=== EXERCISE MATERIALS ===

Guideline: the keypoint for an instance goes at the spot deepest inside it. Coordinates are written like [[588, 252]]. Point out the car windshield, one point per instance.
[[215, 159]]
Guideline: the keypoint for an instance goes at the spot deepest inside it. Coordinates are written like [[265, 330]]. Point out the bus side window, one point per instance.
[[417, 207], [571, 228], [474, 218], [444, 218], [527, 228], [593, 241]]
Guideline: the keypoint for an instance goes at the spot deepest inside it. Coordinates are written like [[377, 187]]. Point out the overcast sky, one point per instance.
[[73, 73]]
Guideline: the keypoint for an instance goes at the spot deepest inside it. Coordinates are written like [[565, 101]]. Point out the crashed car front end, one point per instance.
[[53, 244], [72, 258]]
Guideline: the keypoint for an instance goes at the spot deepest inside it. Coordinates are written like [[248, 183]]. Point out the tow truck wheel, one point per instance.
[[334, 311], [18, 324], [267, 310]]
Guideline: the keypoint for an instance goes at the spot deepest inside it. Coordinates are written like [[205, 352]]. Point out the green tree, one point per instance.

===

-- THE REQUEST --
Write out all the records again, requests included, and shift every coordinate in the answers by -5. Leave the coordinates in the requests and their format samples unchanged.

-- REPLY TO THE TASK --
Guideline: the keypoint for an instance goes at the spot deepest inside it. Coordinates are written like [[588, 252]]. Point out the car windshield, one point per instance.
[[210, 154]]
Guideline: the keypoint for an instance goes at the spot deepest inside it. Coordinates are written like [[265, 330]]. Point out the bus side window, one point per instance.
[[412, 202], [566, 223], [469, 213], [439, 213], [522, 223], [588, 236]]
Guideline: the keypoint for an instance goes at the spot deepest inside it. Coordinates are written like [[377, 187]]. Point out the overcast sky, one point per instance.
[[68, 68]]
Guideline: the keypoint for an instance goes at the spot deepest inside it. Coordinates are written like [[565, 101]]. Point out the crashed car front end, one point per instance.
[[48, 239], [67, 253]]
Guideline: the keypoint for an instance goes at the spot deepest inside it. Coordinates are written like [[248, 183]]. Point out the tow truck wheel, one point per instance.
[[329, 306], [13, 319], [262, 305]]
Guideline: the keypoint for an instance goes at the spot deepest inside it. Coordinates are written like [[205, 352]]. Point out the green tree, one point per instance.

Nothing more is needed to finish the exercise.